* Directions *
Only the lines from the one containing "Exercise. Mark the clear" through the end of the data belong in the answer; reproduce them exactly.
::: Data for processing
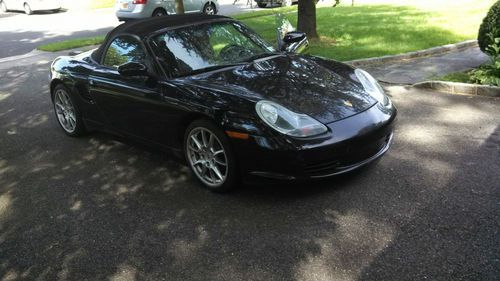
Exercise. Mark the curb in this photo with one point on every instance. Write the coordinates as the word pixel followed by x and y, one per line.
pixel 33 53
pixel 460 88
pixel 416 54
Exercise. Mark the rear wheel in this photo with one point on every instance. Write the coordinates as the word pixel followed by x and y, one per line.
pixel 159 13
pixel 67 112
pixel 210 156
pixel 3 7
pixel 27 9
pixel 209 9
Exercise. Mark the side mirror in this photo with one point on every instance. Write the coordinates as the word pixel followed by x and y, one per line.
pixel 133 69
pixel 295 42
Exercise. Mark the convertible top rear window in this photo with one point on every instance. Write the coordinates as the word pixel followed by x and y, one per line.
pixel 190 49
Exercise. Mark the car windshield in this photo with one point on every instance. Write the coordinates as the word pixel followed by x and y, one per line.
pixel 203 47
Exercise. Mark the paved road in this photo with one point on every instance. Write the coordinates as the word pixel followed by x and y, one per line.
pixel 97 207
pixel 20 33
pixel 416 70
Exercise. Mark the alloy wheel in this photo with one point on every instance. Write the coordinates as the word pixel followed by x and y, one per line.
pixel 207 157
pixel 65 111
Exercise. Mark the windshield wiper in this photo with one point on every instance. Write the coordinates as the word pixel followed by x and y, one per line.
pixel 261 55
pixel 219 66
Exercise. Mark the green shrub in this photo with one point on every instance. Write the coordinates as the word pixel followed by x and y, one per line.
pixel 489 74
pixel 490 22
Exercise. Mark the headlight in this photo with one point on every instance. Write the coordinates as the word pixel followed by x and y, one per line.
pixel 372 86
pixel 288 122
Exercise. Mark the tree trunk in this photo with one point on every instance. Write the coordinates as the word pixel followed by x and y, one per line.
pixel 179 6
pixel 306 20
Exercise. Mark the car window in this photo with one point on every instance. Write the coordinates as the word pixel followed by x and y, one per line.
pixel 185 50
pixel 122 50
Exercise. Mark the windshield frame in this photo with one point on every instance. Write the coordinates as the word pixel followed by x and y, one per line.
pixel 253 35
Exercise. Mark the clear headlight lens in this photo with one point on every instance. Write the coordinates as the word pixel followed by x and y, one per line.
pixel 288 122
pixel 372 86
::::::
* Task response *
Exercise. Mark the clear headlight lens in this photo with one point on every instance. Write the coordinates as the word pixel followed by x and y, one per line.
pixel 288 122
pixel 372 86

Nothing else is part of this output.